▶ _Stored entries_
__________

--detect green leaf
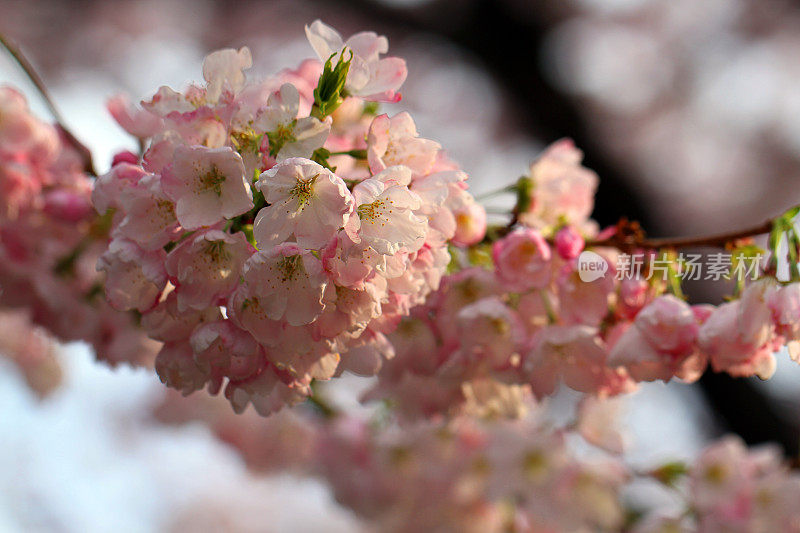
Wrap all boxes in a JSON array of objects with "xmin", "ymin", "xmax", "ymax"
[{"xmin": 783, "ymin": 205, "xmax": 800, "ymax": 221}]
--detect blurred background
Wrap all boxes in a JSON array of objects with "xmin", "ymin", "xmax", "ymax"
[{"xmin": 3, "ymin": 0, "xmax": 800, "ymax": 530}]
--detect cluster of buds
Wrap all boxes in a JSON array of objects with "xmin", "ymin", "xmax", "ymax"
[
  {"xmin": 0, "ymin": 86, "xmax": 156, "ymax": 367},
  {"xmin": 94, "ymin": 20, "xmax": 486, "ymax": 415}
]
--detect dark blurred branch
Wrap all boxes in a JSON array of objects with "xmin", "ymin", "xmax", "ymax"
[
  {"xmin": 0, "ymin": 33, "xmax": 96, "ymax": 176},
  {"xmin": 310, "ymin": 0, "xmax": 651, "ymax": 229}
]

__________

▶ _WORK TO BE COMPLETED_
Write down exactly the span of lines above from the one containing "--detect blurred background" to the one containing "--detect dark blurred branch", both ends included.

▶ _TASK RESULT_
--detect blurred background
Wrap all boxes in a JSON array of objects with "xmin", "ymin", "xmax", "ymax"
[{"xmin": 3, "ymin": 0, "xmax": 800, "ymax": 530}]
--detect cluster of buds
Wrap all boxes in a JSON array of objects with "xmin", "ymin", "xmax", "ymax"
[
  {"xmin": 0, "ymin": 86, "xmax": 156, "ymax": 367},
  {"xmin": 94, "ymin": 20, "xmax": 486, "ymax": 415}
]
--detect dark blurred branch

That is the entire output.